[GIVEN DATA]:

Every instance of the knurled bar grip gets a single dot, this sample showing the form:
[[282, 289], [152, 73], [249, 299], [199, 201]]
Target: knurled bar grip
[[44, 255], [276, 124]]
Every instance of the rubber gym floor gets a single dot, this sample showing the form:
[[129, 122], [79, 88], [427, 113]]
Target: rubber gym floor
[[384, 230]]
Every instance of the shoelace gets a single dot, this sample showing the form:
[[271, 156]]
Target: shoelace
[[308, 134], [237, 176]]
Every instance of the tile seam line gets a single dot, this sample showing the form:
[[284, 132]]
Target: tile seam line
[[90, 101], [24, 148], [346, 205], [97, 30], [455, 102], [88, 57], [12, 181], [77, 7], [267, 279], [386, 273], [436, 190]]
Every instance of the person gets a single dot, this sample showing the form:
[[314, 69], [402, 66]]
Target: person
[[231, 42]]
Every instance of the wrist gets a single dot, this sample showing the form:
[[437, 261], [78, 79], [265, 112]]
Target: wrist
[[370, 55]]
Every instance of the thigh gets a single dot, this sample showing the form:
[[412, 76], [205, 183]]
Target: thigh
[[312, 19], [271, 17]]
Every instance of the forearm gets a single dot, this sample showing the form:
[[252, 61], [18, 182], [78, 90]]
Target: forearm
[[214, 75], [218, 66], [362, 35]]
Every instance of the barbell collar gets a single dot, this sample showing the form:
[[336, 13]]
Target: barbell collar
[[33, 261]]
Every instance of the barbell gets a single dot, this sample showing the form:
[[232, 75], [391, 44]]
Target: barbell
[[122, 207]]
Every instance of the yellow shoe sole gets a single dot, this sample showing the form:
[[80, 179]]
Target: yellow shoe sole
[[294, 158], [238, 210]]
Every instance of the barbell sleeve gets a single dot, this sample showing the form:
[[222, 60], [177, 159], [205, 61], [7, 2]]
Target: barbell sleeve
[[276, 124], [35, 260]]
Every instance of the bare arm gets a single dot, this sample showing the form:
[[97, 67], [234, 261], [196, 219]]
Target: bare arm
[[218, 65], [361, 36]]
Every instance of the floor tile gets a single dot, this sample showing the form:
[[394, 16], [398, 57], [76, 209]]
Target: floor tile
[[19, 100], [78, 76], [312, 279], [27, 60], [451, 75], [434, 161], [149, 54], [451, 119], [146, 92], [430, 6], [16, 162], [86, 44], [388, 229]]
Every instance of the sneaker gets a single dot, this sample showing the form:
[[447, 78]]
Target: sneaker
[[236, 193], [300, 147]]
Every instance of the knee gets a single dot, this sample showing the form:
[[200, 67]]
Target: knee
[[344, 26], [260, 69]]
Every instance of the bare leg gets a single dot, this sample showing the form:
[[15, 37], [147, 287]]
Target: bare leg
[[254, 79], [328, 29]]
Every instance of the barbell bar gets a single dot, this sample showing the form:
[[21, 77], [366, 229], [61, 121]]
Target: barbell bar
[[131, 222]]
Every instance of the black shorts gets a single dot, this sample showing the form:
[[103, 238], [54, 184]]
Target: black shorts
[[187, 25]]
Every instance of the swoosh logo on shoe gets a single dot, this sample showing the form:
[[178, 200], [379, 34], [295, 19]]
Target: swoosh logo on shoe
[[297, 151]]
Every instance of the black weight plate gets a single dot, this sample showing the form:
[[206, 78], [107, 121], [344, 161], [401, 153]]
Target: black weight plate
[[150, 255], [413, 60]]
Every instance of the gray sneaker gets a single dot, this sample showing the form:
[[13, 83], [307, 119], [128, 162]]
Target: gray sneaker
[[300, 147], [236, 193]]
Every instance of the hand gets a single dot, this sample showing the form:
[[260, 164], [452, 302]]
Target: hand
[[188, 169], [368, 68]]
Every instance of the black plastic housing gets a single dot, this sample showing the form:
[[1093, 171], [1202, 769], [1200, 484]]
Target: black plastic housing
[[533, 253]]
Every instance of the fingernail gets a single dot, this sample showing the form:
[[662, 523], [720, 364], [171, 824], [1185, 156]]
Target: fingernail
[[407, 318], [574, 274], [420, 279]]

[GOAL OF THE EXERCISE]: Please give all of the material above as a numbered list, one line per entry, with any blank lines left out.

[THE OUTPUT]:
1. Every instance of the knurled bar grip gets a single dot, this sample showing the form:
2. [[282, 289], [152, 73], [249, 299], [199, 201]]
3. Target: knurled bar grip
4. [[44, 255], [276, 124]]
5. Every instance of the rubber gym floor gets a single dot, this sample showing the form:
6. [[129, 122], [79, 88], [427, 113]]
7. Target: rubber gym floor
8. [[384, 230]]
9. Every instance of the shoelace gets a single dot, this sample showing the form:
10. [[271, 156]]
11. Target: shoelace
12. [[308, 134], [237, 176]]
13. Every instance of the tile seam line gets a single dot, this sample showing the form:
14. [[284, 132]]
15. Target: tile seam line
16. [[90, 101], [24, 148], [346, 205], [97, 30], [455, 102], [88, 57], [12, 181], [77, 7], [267, 279], [386, 273], [436, 190]]
17. Every instance of the person gets a single dot, this sample showing the form:
18. [[314, 69], [402, 66]]
19. Target: person
20. [[231, 42]]
21. Every instance of the wrist gets a single dot, this sample showing the form:
22. [[437, 261], [78, 79], [265, 112]]
23. Target: wrist
24. [[370, 55]]
25. Every instance of the thigh gets a single dot, this sample showing the form:
26. [[412, 76], [205, 183]]
27. Target: thigh
28. [[312, 19], [271, 17]]
29. Every instance of the forearm gets a single dot, this sample showing the form:
30. [[252, 61], [18, 182], [78, 90]]
31. Target: forearm
32. [[214, 75], [218, 66], [362, 35]]
33. Every instance of the barbell collar gets a single dot, this sample showing the form:
34. [[336, 13]]
35. Target: barbell collar
36. [[33, 261]]
37. Every instance of the barbell gets a single dot, this sample showing the form:
38. [[232, 75], [391, 44]]
39. Target: barbell
40. [[122, 207]]
41. Every instance of the yellow shoe sole gets a single dot, this sample showing the form:
42. [[80, 179]]
43. Target: yellow shoe sole
44. [[294, 158], [238, 210]]
45. Every instance of the barbell sleeve gets a single dot, this sample showing the form:
46. [[222, 60], [177, 159], [205, 61], [7, 2]]
47. Target: barbell sleeve
48. [[276, 124], [35, 260]]
49. Every instance of the bare arm gets a single dot, this sample showing the form:
50. [[97, 67], [234, 261], [196, 219]]
51. Target: bare arm
52. [[218, 65], [361, 36]]
53. Every instance of the floor tile gets a single dot, this sample showing the form:
54. [[394, 16], [398, 57], [76, 209]]
55. Target: floor tile
56. [[19, 100], [78, 76], [312, 279], [27, 60], [451, 75], [434, 161], [149, 54], [451, 119], [146, 92], [430, 6], [16, 162], [86, 44], [388, 229]]
57. Every instance of the sneaker gets a single dot, this sample showing the form:
58. [[447, 78]]
59. Target: sneaker
60. [[236, 193], [300, 147]]
61. Every instance of the knee gets a single dot, this sample showing the form:
62. [[200, 67]]
63. Target: knee
64. [[344, 26], [260, 69]]
65. Every instance of the bare leg gets a single dot, this sample showing the form:
66. [[15, 37], [147, 287]]
67. Target: bare leg
68. [[254, 79], [328, 29]]
69. Every instance of the barbell bar gets a single dot, this sample showing the form:
70. [[21, 77], [366, 229], [61, 121]]
71. Target: barbell bar
72. [[131, 222]]
73. Every instance of the black shorts gets a single dot, this sample showing the form:
74. [[103, 238], [54, 184]]
75. Target: black shorts
76. [[187, 25]]
77. Every instance of the swoosh logo on shoe gets a single dot, this sample showing the form:
78. [[178, 200], [379, 34], [295, 19]]
79. Target: swoosh logo on shoe
80. [[297, 151]]
81. Every instance of the black weight plate gets a single dot, this sample showing the form:
82. [[206, 78], [107, 121], [344, 161], [401, 153]]
83. Target: black weight plate
84. [[150, 255], [413, 60]]
85. Every instance of the gray sneaker gets a single dot, this sample showing the form:
86. [[13, 83], [307, 119], [128, 162]]
87. Target: gray sneaker
88. [[300, 147], [236, 193]]
89. Every instance of the hand gets a single dot, this sample showing the form:
90. [[260, 164], [452, 302]]
91. Target: hand
92. [[188, 169], [368, 68]]
93. Every instance of the black plastic housing gets a single dot, this sample showing the form:
94. [[1093, 171], [1202, 769], [1200, 484]]
95. Target: black plastic housing
96. [[533, 253]]
97. Every instance of the fingernail gets a single dot, this sample showing the form:
98. [[662, 523], [720, 364], [171, 824], [1185, 156]]
99. Target: fingernail
100. [[407, 318], [574, 274], [420, 279]]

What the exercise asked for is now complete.